Recorded data:
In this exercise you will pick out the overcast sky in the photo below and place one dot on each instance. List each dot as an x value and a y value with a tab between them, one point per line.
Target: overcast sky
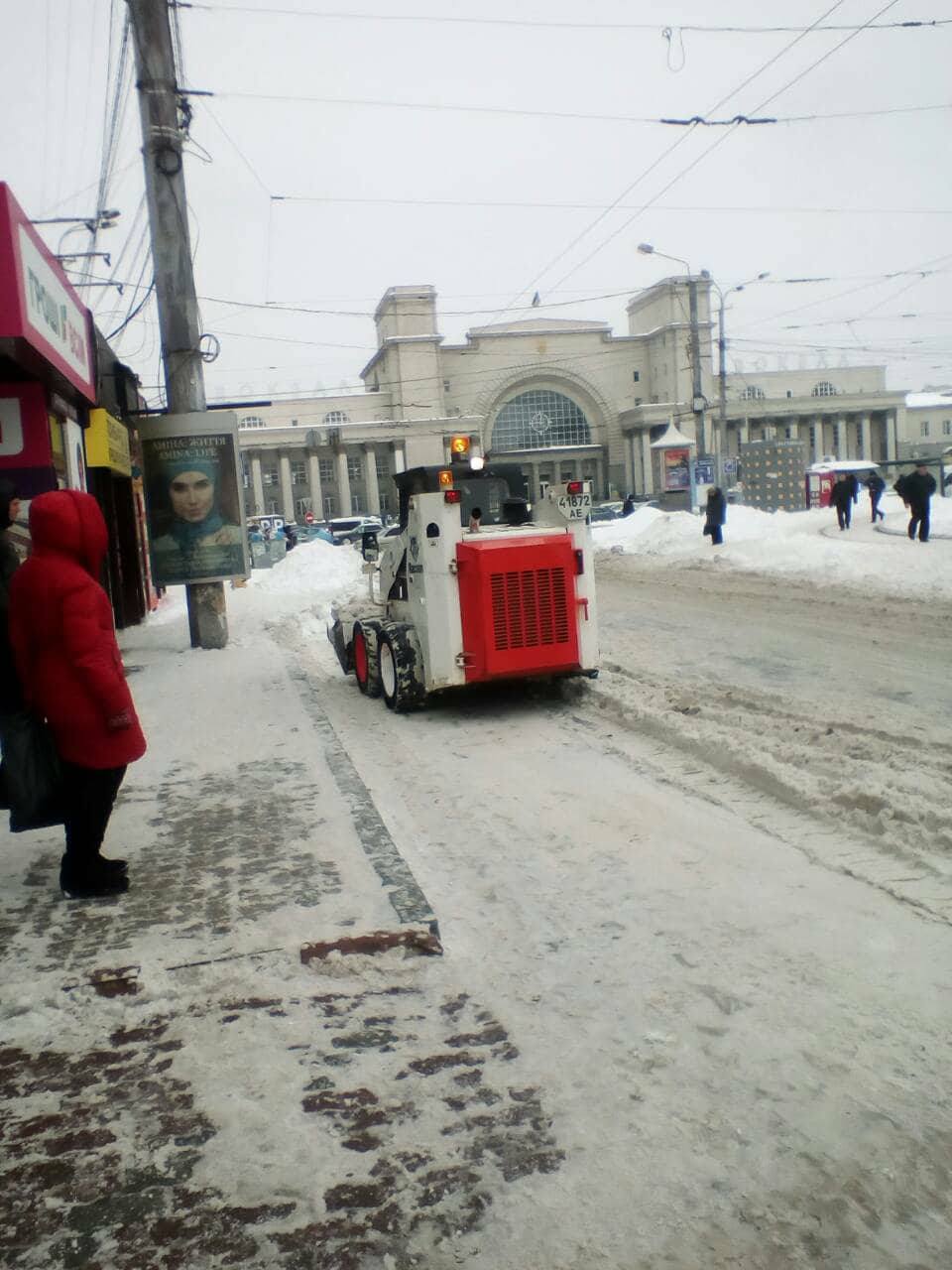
324	206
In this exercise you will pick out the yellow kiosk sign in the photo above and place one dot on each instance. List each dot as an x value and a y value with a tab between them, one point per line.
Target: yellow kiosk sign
108	444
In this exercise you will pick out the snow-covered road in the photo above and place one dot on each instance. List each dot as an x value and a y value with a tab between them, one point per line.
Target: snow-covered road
693	1008
708	898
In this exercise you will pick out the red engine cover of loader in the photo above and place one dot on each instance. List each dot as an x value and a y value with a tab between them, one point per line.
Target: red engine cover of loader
518	606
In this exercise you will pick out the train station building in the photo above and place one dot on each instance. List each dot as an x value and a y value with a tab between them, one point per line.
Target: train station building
562	398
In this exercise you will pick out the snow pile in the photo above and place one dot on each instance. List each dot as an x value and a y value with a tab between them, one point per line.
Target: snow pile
802	544
312	576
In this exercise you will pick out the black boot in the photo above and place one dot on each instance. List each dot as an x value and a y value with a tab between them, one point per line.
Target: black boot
87	880
112	865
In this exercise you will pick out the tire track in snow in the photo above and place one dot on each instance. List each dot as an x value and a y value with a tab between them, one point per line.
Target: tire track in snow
726	752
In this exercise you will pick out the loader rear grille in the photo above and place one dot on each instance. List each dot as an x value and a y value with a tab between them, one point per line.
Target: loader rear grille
530	608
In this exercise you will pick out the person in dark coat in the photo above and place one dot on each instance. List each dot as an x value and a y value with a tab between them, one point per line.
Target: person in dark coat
842	498
9	563
876	485
916	492
71	674
10	698
715	515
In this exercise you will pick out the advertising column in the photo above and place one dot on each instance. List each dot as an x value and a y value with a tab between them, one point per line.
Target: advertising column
193	499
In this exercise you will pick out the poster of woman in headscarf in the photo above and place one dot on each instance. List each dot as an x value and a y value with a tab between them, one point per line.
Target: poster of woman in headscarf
194	504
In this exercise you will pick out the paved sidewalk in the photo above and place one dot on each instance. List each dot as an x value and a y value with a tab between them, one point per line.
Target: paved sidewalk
146	1037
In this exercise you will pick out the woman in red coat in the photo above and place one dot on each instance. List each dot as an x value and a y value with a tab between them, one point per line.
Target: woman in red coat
61	629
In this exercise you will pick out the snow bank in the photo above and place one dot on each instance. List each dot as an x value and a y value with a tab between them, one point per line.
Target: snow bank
801	544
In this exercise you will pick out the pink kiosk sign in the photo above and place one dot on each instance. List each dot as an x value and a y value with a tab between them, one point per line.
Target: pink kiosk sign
44	324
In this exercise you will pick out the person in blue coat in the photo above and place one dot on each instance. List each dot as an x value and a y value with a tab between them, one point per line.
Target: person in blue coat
715	515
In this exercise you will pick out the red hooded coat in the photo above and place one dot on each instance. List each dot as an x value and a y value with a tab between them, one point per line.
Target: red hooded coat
61	629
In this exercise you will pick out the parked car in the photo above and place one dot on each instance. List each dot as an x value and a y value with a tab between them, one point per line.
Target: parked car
606	512
350	529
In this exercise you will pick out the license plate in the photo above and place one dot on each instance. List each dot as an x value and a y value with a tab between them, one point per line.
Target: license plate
574	507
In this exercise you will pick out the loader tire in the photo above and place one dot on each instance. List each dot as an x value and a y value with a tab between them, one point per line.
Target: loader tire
367	657
400	668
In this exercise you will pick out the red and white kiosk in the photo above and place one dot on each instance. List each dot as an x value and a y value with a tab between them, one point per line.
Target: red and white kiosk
48	362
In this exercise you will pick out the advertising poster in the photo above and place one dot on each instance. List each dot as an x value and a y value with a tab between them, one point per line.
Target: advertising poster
675	468
193	499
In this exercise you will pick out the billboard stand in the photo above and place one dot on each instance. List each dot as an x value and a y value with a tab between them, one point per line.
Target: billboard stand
172	254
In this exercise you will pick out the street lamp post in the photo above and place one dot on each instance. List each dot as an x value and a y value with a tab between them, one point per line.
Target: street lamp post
721	431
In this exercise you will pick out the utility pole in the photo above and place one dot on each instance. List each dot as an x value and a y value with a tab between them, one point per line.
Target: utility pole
721	394
697	404
172	259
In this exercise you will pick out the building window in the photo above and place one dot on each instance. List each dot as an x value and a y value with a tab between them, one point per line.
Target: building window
539	420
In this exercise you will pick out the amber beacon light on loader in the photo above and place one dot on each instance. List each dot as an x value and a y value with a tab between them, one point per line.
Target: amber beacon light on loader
476	585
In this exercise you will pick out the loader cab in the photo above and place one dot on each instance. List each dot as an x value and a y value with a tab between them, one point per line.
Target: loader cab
499	490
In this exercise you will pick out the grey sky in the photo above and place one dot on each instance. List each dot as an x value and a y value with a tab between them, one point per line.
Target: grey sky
334	241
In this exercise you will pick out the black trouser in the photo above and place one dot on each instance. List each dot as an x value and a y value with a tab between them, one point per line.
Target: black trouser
920	518
89	795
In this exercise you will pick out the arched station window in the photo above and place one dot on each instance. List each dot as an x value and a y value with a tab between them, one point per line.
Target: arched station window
539	420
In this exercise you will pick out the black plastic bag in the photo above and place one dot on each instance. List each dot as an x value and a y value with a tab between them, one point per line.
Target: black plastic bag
32	772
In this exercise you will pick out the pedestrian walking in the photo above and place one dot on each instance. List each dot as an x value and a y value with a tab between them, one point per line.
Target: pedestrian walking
842	498
876	485
715	515
10	698
9	563
71	674
916	493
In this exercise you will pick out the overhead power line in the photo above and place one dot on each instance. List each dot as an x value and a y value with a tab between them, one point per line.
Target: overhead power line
588	117
466	21
622	207
725	136
647	172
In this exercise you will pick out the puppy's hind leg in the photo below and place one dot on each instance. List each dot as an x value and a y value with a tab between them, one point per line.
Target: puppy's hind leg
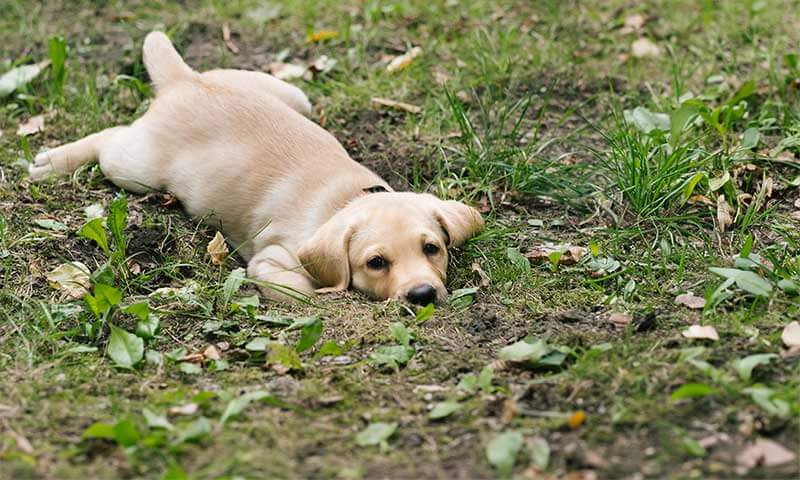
67	158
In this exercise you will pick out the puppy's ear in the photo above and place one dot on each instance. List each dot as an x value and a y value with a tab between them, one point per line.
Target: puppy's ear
459	221
325	255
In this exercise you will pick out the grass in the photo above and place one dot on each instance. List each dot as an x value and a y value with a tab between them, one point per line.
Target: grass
523	114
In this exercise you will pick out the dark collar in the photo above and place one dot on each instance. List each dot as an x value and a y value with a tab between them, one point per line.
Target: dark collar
375	189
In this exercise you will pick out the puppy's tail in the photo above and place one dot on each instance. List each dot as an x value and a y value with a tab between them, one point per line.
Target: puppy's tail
163	62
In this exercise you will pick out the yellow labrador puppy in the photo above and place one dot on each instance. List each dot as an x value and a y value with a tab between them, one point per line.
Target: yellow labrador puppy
237	148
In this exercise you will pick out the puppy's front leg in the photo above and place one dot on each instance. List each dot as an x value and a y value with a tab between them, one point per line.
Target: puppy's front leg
283	277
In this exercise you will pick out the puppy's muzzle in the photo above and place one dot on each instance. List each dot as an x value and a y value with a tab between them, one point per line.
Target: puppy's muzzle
422	294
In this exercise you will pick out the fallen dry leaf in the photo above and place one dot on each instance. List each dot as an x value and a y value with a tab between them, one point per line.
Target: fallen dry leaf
72	278
765	452
634	23
791	334
321	36
401	62
570	254
620	319
576	419
188	409
217	249
701	332
690	300
286	71
643	47
724	213
32	126
406	107
226	38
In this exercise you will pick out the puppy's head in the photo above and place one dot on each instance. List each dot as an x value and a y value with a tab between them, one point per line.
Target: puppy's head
390	245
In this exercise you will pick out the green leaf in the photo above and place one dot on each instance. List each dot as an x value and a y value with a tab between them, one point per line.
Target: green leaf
284	355
236	405
232	284
116	221
190	368
523	351
57	51
540	453
149	327
518	259
99	430
125	433
17	77
400	333
141	310
444	409
193	431
502	451
258	344
692	390
156	421
744	366
309	335
377	433
750	138
424	313
748	281
126	349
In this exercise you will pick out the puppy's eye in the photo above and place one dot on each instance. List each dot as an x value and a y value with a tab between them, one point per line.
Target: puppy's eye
430	249
376	263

# Problem description
From the entries above, select each line containing the string "below".

# Your solution
In this exercise you will pick out the overcast sky in the photo below and place one dot on each instance. List each dot as an x value and a y value with a tab between them, one point per line.
In this exercise you will pick out the puppy's hind leg in the photo below and place one dot on each instance. List each dot as an x value and a y value with a tab between them, one point per line.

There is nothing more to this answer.